◆ Текст страницы:
▼
Для человека на костылях винтовая лестница в нашем доме, с поношенным ковром и кое-где расшатанными ступеньками, была небезопасна, а потому я носил мать вверх и вниз, когда ей было нужно; раньше она была против моих спортивных занятий, а теперь была рада тому, что я такой сильный. Поэтому я откладывал свой отъезд до того момента, когда она сможет справляться с лестницей самостоятельно
[19].
В Калифорнийском университете у нас был «Журнальный клуб», где мы читали и обсуждали самые свежие работы по неврологии. Я иногда раздражал коллег, заявляя, что мы также должны читать ученых девятнадцатого века, наших далеких предшественников, соотнося с их наблюдениями и идеями то, что мы видим у наших больных. Другие усматривали в этом какой-то «архаизм»; при недостатке времени у нас были гораздо более важные дела, чем чтение какой-то «устаревшей» литературы. Подобная позиция отражалась и на большинстве статей, которые мы читали: они редко обращались к источникам, возраст которых превышал пять лет. Дело выглядело так, будто у неврологии не было истории.
Меня это пугало, поскольку я привык мыслить в исторических категориях и нарративных схемах. Увлекаясь в детстве химией, я поглощал книги по истории этой науки, читал об эволюции этой науки и о жизни моих любимых химиков. Таким образом, химия обретала для меня историческое и человеческое измерение.
То же самое произошло, когда мое внимание поглотила биология. В этой сфере моей главной страстью, естественно, стал Дарвин, и я прочитал не только его «Происхождение видов» и «Происхождение человека», не только «Путешествие на корабле “Бигль”», но и все книги по ботанике, включая «Коралловые рифы» и «Земляные черви». Но больше всего я любил его автобиографию.
Эрик Корн питал сходную страсть, что заставило его бросить карьеру ученого-зоолога и стать продавцом антикварных книг со специализацией «Дарвин и наука девятнадцатого века». Ученые и продавцы книг со всего мира консультировались у него, пользуясь его уникальными сведениями о Дарвине и его времени, и он был другом Стивена Джея Гулда. Эрика даже попросили – никто другой этого бы не сделал – реконструировать библиотеку, принадлежавшую Дарвину в Даун-Хаусе.
Сам я книг не собираю, и когда я покупал книги или статьи, то делал это, чтобы читать, а не демонстрировать кому-либо. Поэтому все рваные или поврежденные книги Эрик оставлял для меня – книжку без обложки или, скажем, без титульного листа никакой коллекционер не купит, а я покупал, и недорого. Когда во мне пробудился интерес к неврологии, именно Эрик достал для меня руководство Гоуэрса от 1888 года, лекции Шарко и массу менее известных, но для меня очень привлекательных и будоражащих воображение текстов девятнадцатого века. Многие из этих источников послужили основой для книг, которые впоследствии я написал.
Одна из первых пациенток, с которой я столкнулся в Калифорнийском университете, буквально восхитила меня. Внезапное судорожное сокращение мышц при засыпании – довольно обычная вещь, но у этой молодой женщины миоклония была куда более сильной, чем обычно; более того, на мерцающий свет особой частоты она реагировала конвульсиями всего тела, а иногда и полномасштабными судорожными припадками. Эта проблема существовала в ее семье в течение пяти поколений. Совместно с коллегами Крисом Херрманном и Мэри Джейн Агвилар я написал об этой пациентке свою первую статью для журнала «Неврология», а потом, увлеченный самим феноменом судорожных сокращений, а также многочисленными условиями и причинами их возникновения, – маленькую книжку, которую назвал «Миоклонус».
▲
◆ Исходные данные:
▼
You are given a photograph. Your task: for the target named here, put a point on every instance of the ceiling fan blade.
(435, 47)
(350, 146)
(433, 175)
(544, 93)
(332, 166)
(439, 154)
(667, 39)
▲
◆ О задании:
Соответствуют ли тексту страницы утверждения ниже? Для каждого ответьте «да» или «нет» и приведите дословно решающие слова из текста страницы.
1. Эрик Корн оставил карьеру ученого-зоолога ради торговли антикварными книгами.
2. Автор собирает книги как коллекционер.
3. Проблема пациентки существовала в ее семье на протяжении трех поколений.
Для ответа используйте только текст страницы.

◆ Решение задачи:
1. Да: «заставило его бросить карьеру ученого-зоолога и стать продавцом антикварных книг».
2. Нет: «Сам я книг не собираю».
3. Нет: «Эта проблема существовала в ее семье в течение пяти поколений».